Supplied material —

(begin)

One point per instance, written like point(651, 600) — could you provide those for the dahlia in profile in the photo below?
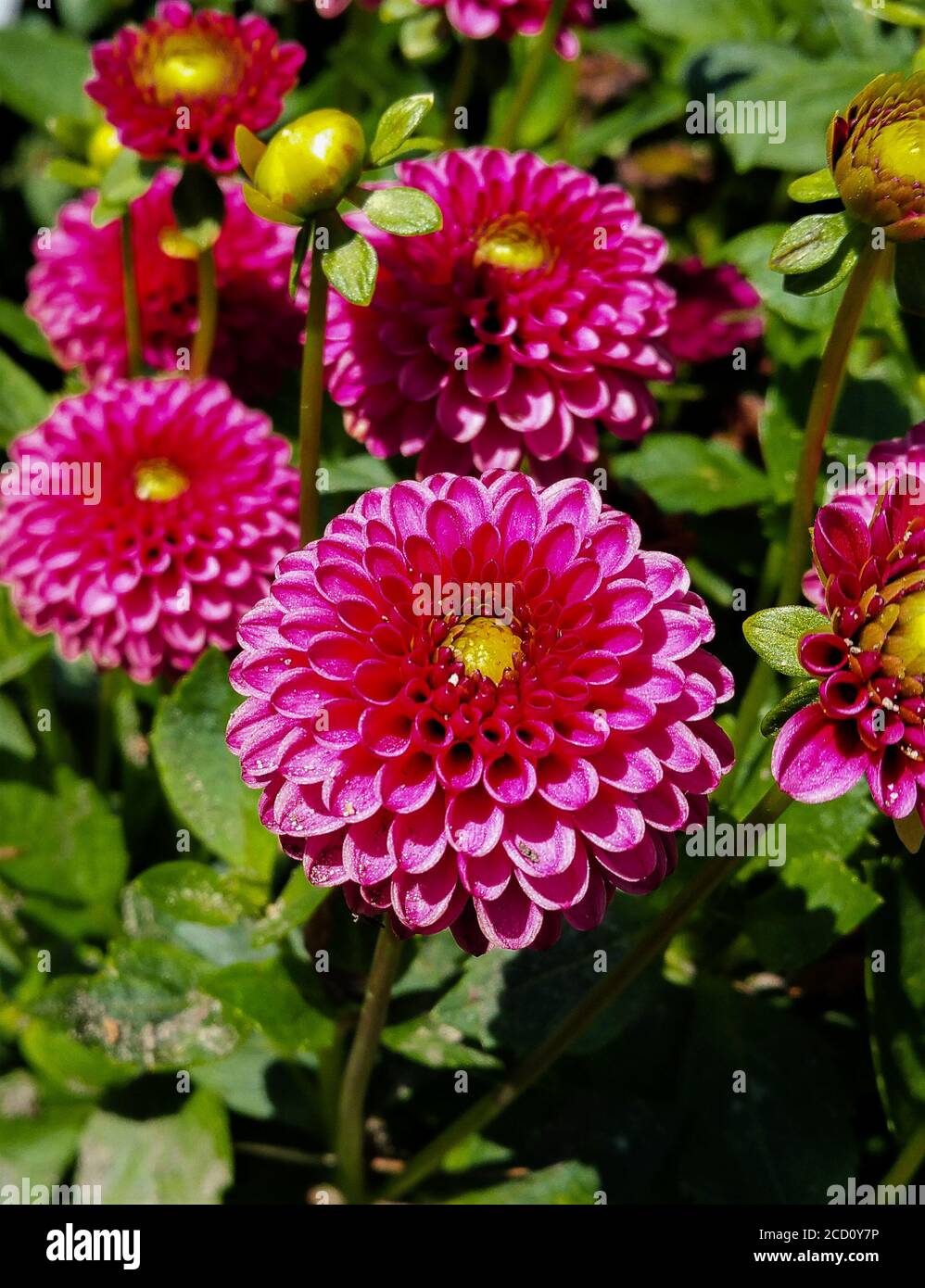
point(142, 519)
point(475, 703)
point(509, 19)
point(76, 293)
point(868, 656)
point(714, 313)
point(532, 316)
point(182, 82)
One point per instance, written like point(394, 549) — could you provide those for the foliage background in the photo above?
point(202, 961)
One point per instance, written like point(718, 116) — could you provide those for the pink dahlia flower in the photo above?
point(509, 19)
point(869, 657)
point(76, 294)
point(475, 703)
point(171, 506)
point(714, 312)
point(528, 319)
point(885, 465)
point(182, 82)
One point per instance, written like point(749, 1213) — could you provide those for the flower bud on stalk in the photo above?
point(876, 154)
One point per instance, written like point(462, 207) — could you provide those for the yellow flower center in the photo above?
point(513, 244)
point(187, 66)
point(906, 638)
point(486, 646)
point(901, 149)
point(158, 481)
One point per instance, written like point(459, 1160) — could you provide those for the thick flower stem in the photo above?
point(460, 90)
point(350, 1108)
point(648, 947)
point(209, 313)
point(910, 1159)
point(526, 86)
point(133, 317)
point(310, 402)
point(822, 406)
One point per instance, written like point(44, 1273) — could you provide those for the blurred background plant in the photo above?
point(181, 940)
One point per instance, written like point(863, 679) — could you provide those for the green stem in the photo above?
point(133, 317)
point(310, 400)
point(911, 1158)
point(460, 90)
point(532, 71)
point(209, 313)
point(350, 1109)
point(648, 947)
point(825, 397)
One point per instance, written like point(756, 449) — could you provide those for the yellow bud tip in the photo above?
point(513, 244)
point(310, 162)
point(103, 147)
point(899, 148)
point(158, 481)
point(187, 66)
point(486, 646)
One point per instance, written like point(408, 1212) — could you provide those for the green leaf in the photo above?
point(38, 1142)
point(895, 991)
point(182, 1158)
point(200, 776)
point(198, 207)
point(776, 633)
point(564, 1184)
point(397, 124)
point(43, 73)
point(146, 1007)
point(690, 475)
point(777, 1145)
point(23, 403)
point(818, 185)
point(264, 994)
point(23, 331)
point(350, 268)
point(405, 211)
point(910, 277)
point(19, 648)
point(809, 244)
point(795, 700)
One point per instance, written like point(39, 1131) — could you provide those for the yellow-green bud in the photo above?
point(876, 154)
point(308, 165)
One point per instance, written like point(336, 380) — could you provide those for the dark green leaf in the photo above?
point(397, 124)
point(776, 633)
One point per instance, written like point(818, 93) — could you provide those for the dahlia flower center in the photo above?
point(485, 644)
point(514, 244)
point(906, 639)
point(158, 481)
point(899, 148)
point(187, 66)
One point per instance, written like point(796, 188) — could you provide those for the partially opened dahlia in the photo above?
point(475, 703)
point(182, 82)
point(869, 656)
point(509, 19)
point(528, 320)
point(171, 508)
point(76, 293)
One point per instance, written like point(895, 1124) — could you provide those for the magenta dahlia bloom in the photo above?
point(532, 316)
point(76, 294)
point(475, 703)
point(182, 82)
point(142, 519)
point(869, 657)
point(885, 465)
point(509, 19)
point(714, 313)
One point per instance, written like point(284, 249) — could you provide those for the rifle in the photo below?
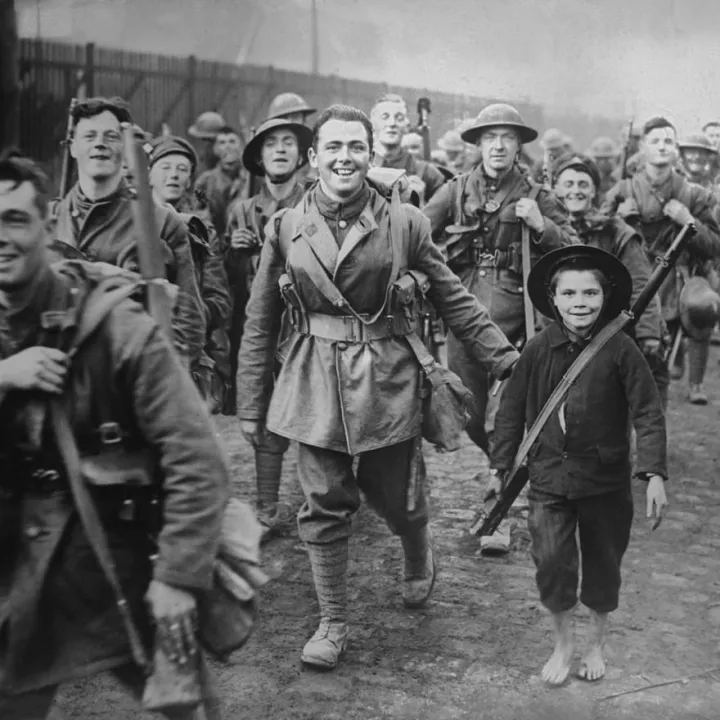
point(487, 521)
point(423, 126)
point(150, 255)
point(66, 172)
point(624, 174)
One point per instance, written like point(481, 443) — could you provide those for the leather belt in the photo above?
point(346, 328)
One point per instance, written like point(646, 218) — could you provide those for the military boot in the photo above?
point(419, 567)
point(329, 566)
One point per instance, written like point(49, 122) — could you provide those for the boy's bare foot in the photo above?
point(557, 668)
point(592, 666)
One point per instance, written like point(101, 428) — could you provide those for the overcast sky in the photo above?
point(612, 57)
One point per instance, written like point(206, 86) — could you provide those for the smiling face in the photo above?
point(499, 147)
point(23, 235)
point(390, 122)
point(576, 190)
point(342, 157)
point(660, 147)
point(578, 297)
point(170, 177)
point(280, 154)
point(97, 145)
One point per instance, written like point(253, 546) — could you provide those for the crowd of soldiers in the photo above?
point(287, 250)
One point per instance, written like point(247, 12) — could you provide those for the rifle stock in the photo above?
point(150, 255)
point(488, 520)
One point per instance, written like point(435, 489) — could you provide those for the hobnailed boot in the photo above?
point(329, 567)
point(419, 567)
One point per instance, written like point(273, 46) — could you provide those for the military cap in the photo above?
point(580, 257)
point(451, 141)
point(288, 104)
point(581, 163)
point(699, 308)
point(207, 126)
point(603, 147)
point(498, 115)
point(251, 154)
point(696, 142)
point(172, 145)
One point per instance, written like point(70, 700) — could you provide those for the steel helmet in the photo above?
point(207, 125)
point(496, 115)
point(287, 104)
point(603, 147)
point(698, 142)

(end)

Reproduce all of the material above word for word, leaving the pictures out of your answer.

One point per instance, written like point(651, 600) — could you provide those for the dahlia in profile in the photo below?
point(142, 519)
point(475, 703)
point(509, 19)
point(76, 293)
point(868, 656)
point(714, 313)
point(532, 316)
point(182, 82)
One point per instance, written like point(394, 549) — could you provide those for the foliage background in the photo above?
point(202, 961)
One point per instance, written like point(718, 116) — could you provide those for the pink dahlia flower in the photo above?
point(509, 19)
point(869, 657)
point(76, 294)
point(475, 703)
point(171, 506)
point(714, 312)
point(528, 319)
point(885, 465)
point(182, 82)
One point per instance, written like point(749, 1213) — could you provide those for the flower bud on stalk in the photo above?
point(876, 154)
One point per instance, written like point(462, 207) — could you provide those for the yellow flower center in the photo above?
point(513, 244)
point(187, 66)
point(906, 638)
point(486, 646)
point(901, 149)
point(158, 481)
One point per instance, written like point(459, 1160) — could you provide those for the thick flower stem in the photo above?
point(460, 90)
point(350, 1108)
point(648, 947)
point(209, 313)
point(910, 1159)
point(526, 86)
point(133, 317)
point(310, 402)
point(822, 406)
One point per instance, written like point(44, 1273) — could you provide those for the blurred background plant in the photo above?
point(181, 940)
One point per instance, written like point(863, 679) — could you provide those for the green stem in the photo above?
point(133, 317)
point(310, 400)
point(911, 1158)
point(460, 90)
point(532, 71)
point(209, 313)
point(350, 1109)
point(648, 947)
point(825, 397)
One point per instance, written like point(756, 449) — could you provide those for the yellow bud tip in the photo above?
point(513, 244)
point(310, 162)
point(103, 147)
point(899, 148)
point(158, 481)
point(187, 66)
point(486, 646)
One point per instance, written like point(408, 1212) — could you provide those for the green leaf in the photo above?
point(38, 1142)
point(895, 991)
point(182, 1158)
point(200, 776)
point(198, 207)
point(776, 633)
point(564, 1184)
point(397, 124)
point(43, 73)
point(146, 1007)
point(690, 475)
point(777, 1145)
point(23, 403)
point(818, 185)
point(264, 994)
point(23, 331)
point(350, 268)
point(405, 211)
point(910, 277)
point(19, 648)
point(809, 244)
point(795, 700)
One point per instance, written like point(39, 1131) — could you provide those for the yellow-green bud in the photo above?
point(876, 154)
point(308, 165)
One point per instance, written like point(336, 380) — could you provide those for the dark green leaf in the photo above?
point(397, 124)
point(776, 633)
One point per instance, written like point(818, 93) — could you provide those for the dahlia flower center in the photo above?
point(485, 644)
point(514, 244)
point(906, 639)
point(158, 481)
point(899, 148)
point(187, 66)
One point per instance, written like point(796, 188) — could you provide those for the partially opened dahlia in the photo above?
point(475, 703)
point(182, 82)
point(869, 656)
point(509, 19)
point(528, 320)
point(171, 508)
point(76, 293)
One point per instance, written like point(895, 1124) — could you provide those for the magenta dahlia bloom in the photo above?
point(532, 316)
point(76, 294)
point(475, 703)
point(182, 82)
point(142, 519)
point(869, 657)
point(885, 465)
point(509, 19)
point(714, 313)
One point per instance, written like point(284, 249) — could you provide those for the rifle in the photo below?
point(487, 521)
point(423, 126)
point(150, 255)
point(66, 172)
point(624, 174)
One point per instance, written like point(481, 443) — could you provide those for the leather belt in the photo above?
point(346, 328)
One point per instance, written like point(646, 218) — could you provide those for the military boot in the photo above?
point(419, 567)
point(329, 566)
One point per instance, written like point(49, 122) — could you provide those for the boy's bare foot in the photo above?
point(557, 668)
point(592, 666)
One point per instance, written like point(101, 428) — could you provide those for the overcast sky in the photo above?
point(612, 57)
One point per instance, written like point(206, 86) — could you provide those for the smiling face in the photo above?
point(499, 147)
point(23, 235)
point(390, 122)
point(576, 190)
point(342, 157)
point(660, 147)
point(578, 297)
point(170, 177)
point(280, 154)
point(97, 145)
One point per instance, written like point(253, 546) — could you provide those for the crowd of soldiers in the photo above?
point(287, 250)
One point per instance, written like point(247, 12) — could you provide those for the rifle stock in the photo above?
point(150, 255)
point(488, 520)
One point per instance, written like point(435, 489) — could you provide those for the hobnailed boot in the photo above?
point(329, 567)
point(419, 567)
One point per instance, written like point(273, 46) — could you provide those for the military cap in the photo above?
point(580, 257)
point(451, 141)
point(288, 104)
point(581, 163)
point(699, 308)
point(207, 126)
point(603, 147)
point(498, 115)
point(251, 154)
point(696, 142)
point(172, 145)
One point per instance, written like point(70, 700) — could you provide those for the steel helmet in the photo above?
point(207, 125)
point(496, 115)
point(287, 104)
point(603, 147)
point(698, 142)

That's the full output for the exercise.